Exercise prompt
Transcribe each entry exactly as it appears, leaving out any picture it holds.

Records for processing
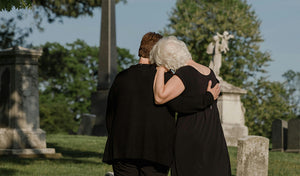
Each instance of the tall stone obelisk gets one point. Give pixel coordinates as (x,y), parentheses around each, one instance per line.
(107,66)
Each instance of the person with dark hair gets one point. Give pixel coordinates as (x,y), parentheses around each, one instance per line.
(140,133)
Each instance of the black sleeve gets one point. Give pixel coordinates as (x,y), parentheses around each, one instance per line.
(195,104)
(110,108)
(198,103)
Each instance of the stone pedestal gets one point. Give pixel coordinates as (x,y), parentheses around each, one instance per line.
(231,112)
(19,104)
(279,135)
(294,136)
(107,65)
(253,156)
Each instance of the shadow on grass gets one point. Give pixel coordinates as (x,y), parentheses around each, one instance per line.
(69,155)
(69,152)
(7,172)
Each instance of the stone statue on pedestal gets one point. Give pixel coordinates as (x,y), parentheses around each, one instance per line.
(216,49)
(230,107)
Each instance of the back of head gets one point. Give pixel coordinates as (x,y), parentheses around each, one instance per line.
(170,52)
(147,43)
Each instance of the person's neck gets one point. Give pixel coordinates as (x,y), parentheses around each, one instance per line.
(144,60)
(190,62)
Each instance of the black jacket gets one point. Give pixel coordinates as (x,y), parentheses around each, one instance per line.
(137,127)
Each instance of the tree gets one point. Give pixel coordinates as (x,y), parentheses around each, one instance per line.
(11,34)
(266,101)
(292,84)
(18,4)
(67,77)
(196,21)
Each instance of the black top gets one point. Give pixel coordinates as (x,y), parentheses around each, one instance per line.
(200,147)
(137,127)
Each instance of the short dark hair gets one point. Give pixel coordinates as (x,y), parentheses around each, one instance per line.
(147,43)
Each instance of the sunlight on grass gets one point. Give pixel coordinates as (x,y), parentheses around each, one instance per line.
(82,155)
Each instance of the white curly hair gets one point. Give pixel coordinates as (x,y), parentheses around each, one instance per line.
(170,53)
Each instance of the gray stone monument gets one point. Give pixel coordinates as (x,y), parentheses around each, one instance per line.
(20,132)
(107,66)
(252,156)
(230,107)
(279,135)
(294,136)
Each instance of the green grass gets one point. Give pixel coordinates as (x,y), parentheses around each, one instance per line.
(82,155)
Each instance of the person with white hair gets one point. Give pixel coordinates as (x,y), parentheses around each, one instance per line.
(200,146)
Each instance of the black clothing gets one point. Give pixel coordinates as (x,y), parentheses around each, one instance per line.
(200,147)
(138,168)
(137,127)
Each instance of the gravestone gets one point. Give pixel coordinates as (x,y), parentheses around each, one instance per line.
(253,156)
(86,124)
(107,66)
(279,135)
(294,136)
(232,112)
(230,107)
(20,132)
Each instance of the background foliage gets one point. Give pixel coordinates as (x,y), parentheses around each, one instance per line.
(67,77)
(68,72)
(197,21)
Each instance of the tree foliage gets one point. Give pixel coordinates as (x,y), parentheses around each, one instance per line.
(67,77)
(197,21)
(18,4)
(292,84)
(266,101)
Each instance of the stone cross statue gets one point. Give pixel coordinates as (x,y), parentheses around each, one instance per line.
(216,48)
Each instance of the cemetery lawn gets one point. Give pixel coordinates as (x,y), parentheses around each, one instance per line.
(82,156)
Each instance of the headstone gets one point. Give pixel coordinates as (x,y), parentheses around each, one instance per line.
(86,124)
(253,156)
(232,112)
(279,135)
(107,66)
(294,136)
(20,132)
(230,107)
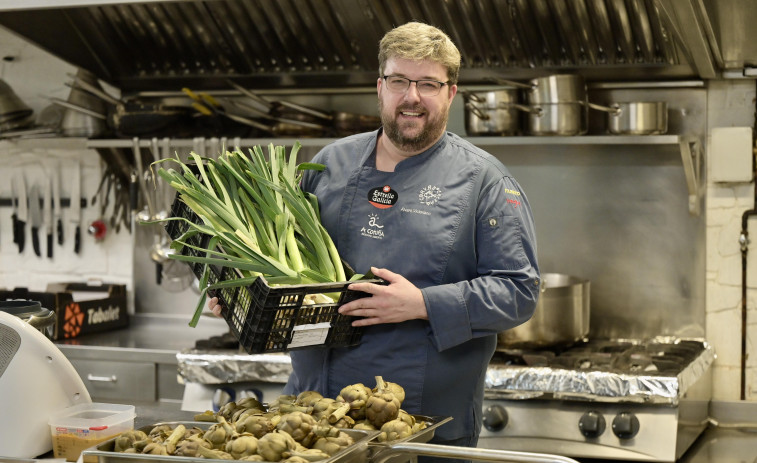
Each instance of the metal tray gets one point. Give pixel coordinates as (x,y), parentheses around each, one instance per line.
(355,453)
(420,437)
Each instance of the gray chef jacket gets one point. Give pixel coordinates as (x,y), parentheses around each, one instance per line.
(455,223)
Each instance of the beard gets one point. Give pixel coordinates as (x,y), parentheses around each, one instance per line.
(428,135)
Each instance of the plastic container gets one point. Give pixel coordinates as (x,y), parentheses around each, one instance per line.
(273,319)
(85,425)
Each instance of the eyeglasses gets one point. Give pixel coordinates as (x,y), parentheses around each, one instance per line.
(426,87)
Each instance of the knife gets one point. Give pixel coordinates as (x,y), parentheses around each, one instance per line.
(75,210)
(57,214)
(47,213)
(21,213)
(35,216)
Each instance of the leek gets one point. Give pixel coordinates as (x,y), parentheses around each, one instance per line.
(260,222)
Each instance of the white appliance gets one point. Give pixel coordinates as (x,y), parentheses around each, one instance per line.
(36,380)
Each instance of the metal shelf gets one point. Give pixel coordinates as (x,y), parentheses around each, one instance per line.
(690,147)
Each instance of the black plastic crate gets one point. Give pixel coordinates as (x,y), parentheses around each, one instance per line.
(274,319)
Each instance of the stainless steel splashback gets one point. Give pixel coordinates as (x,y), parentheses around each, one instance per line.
(148,45)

Answer box
Each instance of the tall stone obelisk gets one point. Give pixel coordinates as (x,y), parentheses around each, one instance per line.
(107,66)
Each instance of the person with dark hair gets one point. Give pixel coordinates as (x,y), parentheses around each, one instance per line.
(140,133)
Each instance of the black sleeve gets one point. Give pixel coordinates as (x,y), parentheses around each, one instance per line.
(195,104)
(110,108)
(198,103)
Each instance of the stone pedestal gets one point. Give pixel coordinates as (x,y), parentheses around each, one instance per line.
(231,112)
(19,104)
(279,135)
(294,136)
(107,65)
(253,156)
Each instance of the shadow on grass gets one point. Give pixel coordinates as (x,y), parentheses around each, one instance per line.
(69,155)
(69,152)
(7,172)
Each instance of the stone statue on pedestal gets one point. Give pixel coordinates as (x,y), parentheses around each, one instance per line.
(216,49)
(230,107)
Each instance of the back of head gets one point. Give pixel coordinates as (x,y), parentheses around each, one instance per line.
(170,52)
(147,43)
Each instance of the person's neck gets one point. Give pixel coordinates as (x,y), parentheses around each, one instance per line.
(144,60)
(190,62)
Each instance of the black jacket gets one point. Give pixel coordinates as (x,y), parentheses around each, one instance per line.
(137,127)
Each instance of the tree gets one point. Give pixel coordinates as (x,y), parentheses around each, one instance per line.
(11,34)
(266,101)
(292,84)
(18,4)
(67,77)
(196,21)
Each instance of the black top gets one point. Give pixel coordinates as (x,y), parentheses around each, one instance per line.
(200,147)
(137,127)
Each instance of the short dark hair gets one point. Give pixel coordinates as (x,y), parentheses around each, one instance per line.
(147,43)
Each instance of the sunlight on grass gets one point. Give pixel coordinates as (x,y), parentheses around each, one instance per line.
(82,155)
Each instance of the white curly hair gets one point. Give pixel coordinates as (x,y), parentheses around each, one instance per line.
(170,53)
Each instance of the gray stone monument gets one point. Give pixel coordinates as (x,y), parentheses around each, one instance per line.
(20,132)
(107,66)
(252,156)
(230,107)
(279,135)
(294,136)
Each instance of the green grass gets one point. Give pixel coordinates as (x,y), parentheses around each, one instance per line.
(82,155)
Each instance of the person with white hair gets one point. Give pixel coordinates as (x,y), parentheses around each, one instance per line.
(200,146)
Each instance of the black clothing gets one point. Give pixel coordinates as (x,y), parentheses around each, one instance per line.
(200,147)
(138,168)
(137,127)
Each instance of the gravestone gets one point. Give pixel coordinates as (x,y), parentheses around each, one instance per line.
(253,156)
(86,124)
(107,66)
(279,135)
(294,136)
(232,112)
(230,107)
(20,132)
Each instance of the background foliage gets one point. Give pixel coordinates as (x,y), parentheses around each, one instance per line.
(67,77)
(68,72)
(197,21)
Each instance of the tree foliage gets one point. Give pixel coordinates as (x,y), parentheses around each, one instance per line.
(67,77)
(197,21)
(18,4)
(292,84)
(266,101)
Each instance of the stone cross statue gets one point. Give pixel coordinates as (x,y), parentheses around each, one instance per line.
(216,48)
Each instance of the cemetery lawn gets one point. Give pixel coordinates as (x,y), parentheses around each, one instance per line.
(82,156)
Each instance of the headstone gets one point. Give pixel coordinates as (x,y), parentheses around each, one instance per line.
(86,124)
(253,156)
(232,112)
(279,135)
(107,66)
(294,136)
(20,132)
(230,107)
Each instance of the metal tray gets one point. Give pixel coordinates as (x,y), parentheses around each, one instance per line.
(355,453)
(420,437)
Each instance of the gray chef jacket gets one point. Give pixel coordinates as (x,y), parentheses around each, one instance per line.
(455,223)
Each instance of the beard gets one point. Give pixel coordinates as (x,y), parentheses around each, one instance per line.
(428,135)
Each instance of the plastic container gets one point. Give pixel coordinates as (x,y), parentheses around each, one instance per line.
(273,319)
(85,425)
Each instance of the eyeglasses gets one point. Give pixel coordinates as (x,y), parentheses around each, one instance per line.
(426,87)
Each instance of the knife gets one point. Give pixel coordinates as (x,y), parentheses around each, one instance per line.
(75,210)
(57,214)
(47,213)
(21,213)
(35,216)
Each instance of the leek gets one point. Give pixel coordinates as (x,y), parentheses around each, one instance per line.
(260,222)
Each instance of the white appliance gets one point. Give pixel coordinates as (x,y), parentheses around each, one instance per line.
(36,380)
Each instance of the metal shelf gets one point. Give pixel coordinates as (x,y), parentheses around each, one instance per line.
(690,147)
Each instance of the black plastic crate gets one point. Give pixel coordinates as (x,y), parentheses around each, one instance per line.
(274,319)
Each instance of the stainless steel splashback gets one point. Give pixel coordinates as (x,y), parentheses around each, one instance per line.
(148,45)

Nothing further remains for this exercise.